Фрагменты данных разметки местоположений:
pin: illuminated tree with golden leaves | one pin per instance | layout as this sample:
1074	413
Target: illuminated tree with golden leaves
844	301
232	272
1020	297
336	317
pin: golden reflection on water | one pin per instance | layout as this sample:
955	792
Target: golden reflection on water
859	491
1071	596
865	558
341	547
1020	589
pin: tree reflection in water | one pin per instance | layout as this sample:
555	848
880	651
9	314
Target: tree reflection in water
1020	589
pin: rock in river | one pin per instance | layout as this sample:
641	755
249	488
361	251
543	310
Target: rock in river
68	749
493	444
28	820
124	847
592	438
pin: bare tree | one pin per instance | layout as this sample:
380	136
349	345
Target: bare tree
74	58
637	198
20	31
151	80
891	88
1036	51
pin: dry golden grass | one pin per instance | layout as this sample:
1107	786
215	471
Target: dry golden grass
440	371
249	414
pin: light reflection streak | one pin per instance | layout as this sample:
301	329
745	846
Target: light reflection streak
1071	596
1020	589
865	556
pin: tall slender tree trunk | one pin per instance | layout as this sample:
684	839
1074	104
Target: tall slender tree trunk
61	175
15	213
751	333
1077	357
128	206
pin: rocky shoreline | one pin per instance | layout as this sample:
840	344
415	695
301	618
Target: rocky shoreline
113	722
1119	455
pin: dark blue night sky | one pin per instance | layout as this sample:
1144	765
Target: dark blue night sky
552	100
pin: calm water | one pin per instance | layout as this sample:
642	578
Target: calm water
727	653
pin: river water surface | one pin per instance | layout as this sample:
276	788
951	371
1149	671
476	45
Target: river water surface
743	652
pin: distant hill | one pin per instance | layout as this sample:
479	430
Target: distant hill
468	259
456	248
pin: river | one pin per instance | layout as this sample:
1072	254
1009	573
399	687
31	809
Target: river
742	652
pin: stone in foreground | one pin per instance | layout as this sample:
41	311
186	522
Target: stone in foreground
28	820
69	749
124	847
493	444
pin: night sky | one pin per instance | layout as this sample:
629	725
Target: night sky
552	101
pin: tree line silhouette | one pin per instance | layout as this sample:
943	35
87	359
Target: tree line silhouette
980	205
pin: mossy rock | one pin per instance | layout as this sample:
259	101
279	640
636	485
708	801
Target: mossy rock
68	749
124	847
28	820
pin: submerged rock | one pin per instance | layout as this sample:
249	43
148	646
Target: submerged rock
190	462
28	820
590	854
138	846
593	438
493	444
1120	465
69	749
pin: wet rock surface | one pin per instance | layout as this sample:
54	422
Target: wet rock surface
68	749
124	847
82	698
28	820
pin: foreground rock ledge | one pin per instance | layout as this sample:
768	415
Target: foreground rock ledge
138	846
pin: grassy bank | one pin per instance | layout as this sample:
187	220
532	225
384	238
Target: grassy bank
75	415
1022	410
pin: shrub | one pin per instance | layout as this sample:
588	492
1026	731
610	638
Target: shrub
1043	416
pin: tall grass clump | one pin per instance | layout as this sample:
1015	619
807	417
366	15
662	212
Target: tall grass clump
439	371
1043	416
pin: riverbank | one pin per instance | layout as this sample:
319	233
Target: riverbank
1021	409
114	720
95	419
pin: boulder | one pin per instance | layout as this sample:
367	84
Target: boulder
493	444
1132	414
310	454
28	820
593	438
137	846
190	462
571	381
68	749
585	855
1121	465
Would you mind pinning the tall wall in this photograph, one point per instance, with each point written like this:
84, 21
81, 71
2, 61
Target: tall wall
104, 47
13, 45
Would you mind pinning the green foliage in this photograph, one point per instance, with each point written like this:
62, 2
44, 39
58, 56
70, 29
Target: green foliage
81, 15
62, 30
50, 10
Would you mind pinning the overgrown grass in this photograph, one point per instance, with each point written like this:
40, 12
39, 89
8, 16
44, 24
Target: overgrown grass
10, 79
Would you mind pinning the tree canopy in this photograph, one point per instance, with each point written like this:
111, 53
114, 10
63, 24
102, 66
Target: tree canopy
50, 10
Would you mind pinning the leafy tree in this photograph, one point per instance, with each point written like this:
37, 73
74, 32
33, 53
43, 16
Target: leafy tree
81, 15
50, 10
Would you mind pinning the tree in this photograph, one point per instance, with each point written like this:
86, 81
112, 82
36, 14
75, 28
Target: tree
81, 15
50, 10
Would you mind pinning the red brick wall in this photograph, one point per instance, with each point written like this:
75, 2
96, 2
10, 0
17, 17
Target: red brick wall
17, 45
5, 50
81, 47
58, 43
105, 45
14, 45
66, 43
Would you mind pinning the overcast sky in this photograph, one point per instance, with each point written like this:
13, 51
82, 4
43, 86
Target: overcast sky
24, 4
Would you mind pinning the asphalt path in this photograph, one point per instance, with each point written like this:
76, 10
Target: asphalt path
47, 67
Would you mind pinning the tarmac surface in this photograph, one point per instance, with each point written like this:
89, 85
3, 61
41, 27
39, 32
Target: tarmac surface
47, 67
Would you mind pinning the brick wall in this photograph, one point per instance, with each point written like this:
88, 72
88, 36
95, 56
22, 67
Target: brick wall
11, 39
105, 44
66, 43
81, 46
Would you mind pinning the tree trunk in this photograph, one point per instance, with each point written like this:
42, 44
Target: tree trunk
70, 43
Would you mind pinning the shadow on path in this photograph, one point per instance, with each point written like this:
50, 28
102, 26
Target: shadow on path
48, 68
* * *
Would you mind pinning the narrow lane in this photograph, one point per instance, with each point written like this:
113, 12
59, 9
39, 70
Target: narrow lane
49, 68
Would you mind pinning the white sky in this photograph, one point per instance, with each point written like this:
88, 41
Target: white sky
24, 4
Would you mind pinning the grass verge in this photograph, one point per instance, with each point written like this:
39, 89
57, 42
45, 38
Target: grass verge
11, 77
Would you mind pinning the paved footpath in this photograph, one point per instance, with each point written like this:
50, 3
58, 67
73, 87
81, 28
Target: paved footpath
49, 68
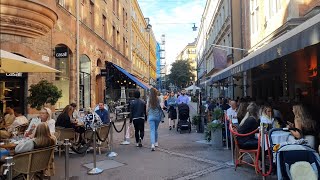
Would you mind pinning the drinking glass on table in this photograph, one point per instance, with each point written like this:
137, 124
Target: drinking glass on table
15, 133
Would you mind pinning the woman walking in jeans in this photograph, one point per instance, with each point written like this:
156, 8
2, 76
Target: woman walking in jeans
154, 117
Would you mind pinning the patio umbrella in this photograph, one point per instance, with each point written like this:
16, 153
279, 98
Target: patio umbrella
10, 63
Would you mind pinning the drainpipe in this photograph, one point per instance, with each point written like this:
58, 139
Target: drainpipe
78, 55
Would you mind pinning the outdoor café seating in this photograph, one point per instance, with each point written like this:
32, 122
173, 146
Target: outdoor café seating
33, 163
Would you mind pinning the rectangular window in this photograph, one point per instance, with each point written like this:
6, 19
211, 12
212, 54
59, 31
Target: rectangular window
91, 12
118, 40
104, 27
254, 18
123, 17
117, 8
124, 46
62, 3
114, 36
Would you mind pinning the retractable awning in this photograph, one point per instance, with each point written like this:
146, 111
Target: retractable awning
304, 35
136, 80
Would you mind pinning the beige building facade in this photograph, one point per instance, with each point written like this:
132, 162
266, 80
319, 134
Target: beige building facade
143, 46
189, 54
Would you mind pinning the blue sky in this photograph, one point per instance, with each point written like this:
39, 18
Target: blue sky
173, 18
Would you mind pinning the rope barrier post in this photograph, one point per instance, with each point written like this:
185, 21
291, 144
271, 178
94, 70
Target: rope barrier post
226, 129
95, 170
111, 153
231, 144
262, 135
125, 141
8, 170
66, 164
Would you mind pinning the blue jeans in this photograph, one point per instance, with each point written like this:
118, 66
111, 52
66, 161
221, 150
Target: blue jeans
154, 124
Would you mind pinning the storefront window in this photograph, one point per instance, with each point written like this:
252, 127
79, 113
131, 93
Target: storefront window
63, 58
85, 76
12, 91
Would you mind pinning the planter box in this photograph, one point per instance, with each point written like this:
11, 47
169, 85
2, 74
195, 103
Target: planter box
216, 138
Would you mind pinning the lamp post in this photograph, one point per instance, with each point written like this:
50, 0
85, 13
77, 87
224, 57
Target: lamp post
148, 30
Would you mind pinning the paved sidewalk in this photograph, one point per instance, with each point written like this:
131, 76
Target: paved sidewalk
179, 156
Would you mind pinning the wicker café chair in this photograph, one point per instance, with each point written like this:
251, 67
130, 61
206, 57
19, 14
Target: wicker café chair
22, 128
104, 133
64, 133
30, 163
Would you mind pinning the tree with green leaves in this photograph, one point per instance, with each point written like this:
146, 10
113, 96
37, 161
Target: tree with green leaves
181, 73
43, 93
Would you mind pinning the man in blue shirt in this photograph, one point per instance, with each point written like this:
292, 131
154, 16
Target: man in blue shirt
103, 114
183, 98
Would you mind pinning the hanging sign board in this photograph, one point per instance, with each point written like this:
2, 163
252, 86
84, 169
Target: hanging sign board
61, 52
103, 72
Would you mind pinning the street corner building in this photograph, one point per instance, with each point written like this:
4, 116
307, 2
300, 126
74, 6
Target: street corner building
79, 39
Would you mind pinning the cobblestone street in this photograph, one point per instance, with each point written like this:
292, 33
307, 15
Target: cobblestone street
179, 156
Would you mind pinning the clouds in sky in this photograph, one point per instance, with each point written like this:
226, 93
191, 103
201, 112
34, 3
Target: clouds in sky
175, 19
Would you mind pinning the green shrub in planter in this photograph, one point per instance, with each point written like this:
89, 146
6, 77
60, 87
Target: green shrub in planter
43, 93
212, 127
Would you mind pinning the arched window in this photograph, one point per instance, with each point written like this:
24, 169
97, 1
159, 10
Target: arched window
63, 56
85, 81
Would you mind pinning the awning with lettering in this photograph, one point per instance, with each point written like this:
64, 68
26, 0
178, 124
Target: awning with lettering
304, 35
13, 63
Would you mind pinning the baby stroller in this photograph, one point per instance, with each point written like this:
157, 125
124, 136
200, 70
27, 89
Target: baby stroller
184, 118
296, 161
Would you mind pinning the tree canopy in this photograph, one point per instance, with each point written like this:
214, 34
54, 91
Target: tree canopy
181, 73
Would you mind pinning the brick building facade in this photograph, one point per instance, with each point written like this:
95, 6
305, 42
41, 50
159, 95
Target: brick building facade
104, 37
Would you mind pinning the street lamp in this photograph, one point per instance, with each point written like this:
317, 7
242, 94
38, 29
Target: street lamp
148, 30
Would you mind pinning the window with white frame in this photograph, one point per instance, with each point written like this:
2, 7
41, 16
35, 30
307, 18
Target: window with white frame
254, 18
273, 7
---
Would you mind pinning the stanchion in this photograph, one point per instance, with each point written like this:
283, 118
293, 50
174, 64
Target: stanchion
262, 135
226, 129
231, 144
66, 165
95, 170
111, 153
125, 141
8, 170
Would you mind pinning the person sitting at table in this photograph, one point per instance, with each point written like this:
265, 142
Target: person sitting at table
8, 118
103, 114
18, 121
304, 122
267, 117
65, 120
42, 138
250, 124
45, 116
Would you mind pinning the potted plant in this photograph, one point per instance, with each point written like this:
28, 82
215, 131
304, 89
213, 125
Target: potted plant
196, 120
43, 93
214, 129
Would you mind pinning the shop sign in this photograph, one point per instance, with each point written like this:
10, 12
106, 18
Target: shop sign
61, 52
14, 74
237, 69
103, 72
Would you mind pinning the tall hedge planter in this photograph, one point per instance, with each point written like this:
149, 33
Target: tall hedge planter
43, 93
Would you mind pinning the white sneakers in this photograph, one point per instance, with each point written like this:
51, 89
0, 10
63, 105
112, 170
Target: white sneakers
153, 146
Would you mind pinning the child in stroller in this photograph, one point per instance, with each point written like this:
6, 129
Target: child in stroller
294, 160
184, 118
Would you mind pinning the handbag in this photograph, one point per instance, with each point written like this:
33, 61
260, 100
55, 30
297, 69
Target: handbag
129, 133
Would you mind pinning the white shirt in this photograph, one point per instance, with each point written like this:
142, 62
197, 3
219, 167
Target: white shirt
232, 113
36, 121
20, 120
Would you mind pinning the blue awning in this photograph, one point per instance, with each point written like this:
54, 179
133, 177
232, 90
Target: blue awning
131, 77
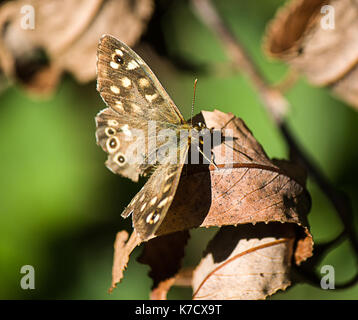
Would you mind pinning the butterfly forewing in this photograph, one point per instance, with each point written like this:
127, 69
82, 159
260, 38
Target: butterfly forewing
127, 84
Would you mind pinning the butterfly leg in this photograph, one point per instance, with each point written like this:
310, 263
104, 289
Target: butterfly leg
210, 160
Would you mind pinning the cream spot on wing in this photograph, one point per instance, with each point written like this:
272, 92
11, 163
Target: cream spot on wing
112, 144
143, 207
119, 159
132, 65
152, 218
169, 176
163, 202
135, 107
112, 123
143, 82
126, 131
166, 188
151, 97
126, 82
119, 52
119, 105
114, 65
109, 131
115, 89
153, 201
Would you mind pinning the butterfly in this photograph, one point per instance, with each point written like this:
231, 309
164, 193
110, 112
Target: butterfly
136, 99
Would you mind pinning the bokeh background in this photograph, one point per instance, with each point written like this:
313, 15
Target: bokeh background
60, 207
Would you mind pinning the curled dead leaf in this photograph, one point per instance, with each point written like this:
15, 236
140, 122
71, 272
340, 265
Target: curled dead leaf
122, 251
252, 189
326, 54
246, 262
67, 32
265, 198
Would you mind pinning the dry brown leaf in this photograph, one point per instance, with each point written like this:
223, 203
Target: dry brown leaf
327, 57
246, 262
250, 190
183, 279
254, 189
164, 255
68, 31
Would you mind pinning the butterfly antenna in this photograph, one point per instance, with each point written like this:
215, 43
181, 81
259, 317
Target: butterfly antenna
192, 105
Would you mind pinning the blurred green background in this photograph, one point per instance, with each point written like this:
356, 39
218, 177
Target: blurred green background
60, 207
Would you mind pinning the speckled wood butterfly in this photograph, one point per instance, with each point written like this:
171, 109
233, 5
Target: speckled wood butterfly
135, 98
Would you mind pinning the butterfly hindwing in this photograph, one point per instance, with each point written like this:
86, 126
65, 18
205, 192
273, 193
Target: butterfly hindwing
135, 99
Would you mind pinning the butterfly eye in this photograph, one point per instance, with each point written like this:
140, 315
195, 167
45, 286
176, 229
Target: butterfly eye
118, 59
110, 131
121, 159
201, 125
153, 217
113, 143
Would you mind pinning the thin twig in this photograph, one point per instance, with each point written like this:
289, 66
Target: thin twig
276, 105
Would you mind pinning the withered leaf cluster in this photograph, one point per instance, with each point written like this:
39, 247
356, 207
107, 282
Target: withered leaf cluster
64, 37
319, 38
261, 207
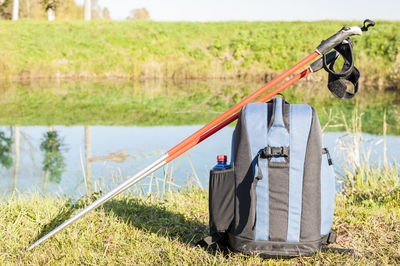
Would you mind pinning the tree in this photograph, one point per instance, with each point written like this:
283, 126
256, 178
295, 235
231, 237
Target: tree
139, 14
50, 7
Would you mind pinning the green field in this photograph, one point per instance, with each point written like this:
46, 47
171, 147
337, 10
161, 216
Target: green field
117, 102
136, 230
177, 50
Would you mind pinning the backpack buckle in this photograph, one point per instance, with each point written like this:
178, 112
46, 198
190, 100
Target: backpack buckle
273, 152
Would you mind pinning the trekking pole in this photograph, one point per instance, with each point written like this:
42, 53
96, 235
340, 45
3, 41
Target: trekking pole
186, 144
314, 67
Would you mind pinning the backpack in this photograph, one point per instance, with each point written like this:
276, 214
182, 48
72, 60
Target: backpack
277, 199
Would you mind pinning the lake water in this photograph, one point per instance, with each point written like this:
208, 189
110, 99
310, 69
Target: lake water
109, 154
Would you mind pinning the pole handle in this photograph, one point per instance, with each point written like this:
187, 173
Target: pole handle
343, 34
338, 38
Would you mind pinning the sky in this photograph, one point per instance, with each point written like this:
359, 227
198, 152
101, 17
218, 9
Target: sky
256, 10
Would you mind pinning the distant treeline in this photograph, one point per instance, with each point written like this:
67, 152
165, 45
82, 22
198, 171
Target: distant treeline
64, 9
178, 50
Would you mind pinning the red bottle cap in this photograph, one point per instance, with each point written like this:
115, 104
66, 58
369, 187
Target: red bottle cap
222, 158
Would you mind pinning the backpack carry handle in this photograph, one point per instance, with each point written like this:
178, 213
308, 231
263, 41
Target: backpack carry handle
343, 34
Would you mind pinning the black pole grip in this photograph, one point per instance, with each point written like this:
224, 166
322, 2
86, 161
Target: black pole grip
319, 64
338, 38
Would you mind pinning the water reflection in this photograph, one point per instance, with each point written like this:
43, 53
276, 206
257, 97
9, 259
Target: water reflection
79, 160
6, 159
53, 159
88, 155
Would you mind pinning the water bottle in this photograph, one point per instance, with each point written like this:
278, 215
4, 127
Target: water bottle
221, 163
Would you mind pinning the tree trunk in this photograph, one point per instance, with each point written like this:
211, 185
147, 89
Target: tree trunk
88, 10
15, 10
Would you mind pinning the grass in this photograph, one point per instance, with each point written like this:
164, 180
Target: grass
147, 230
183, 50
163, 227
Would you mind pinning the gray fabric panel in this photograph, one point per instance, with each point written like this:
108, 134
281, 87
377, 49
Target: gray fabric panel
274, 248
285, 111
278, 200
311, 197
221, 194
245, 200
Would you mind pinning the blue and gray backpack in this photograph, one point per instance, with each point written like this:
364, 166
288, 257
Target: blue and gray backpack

# Условие задания
Соберите из записей все строки, в которых встречается слово «rope», и перепишите их без изменений.

# Ответ к заданию
Would you mind pinning the rope barrier post in this photograph, one point per instance, with each point written like this:
Target: rope barrier post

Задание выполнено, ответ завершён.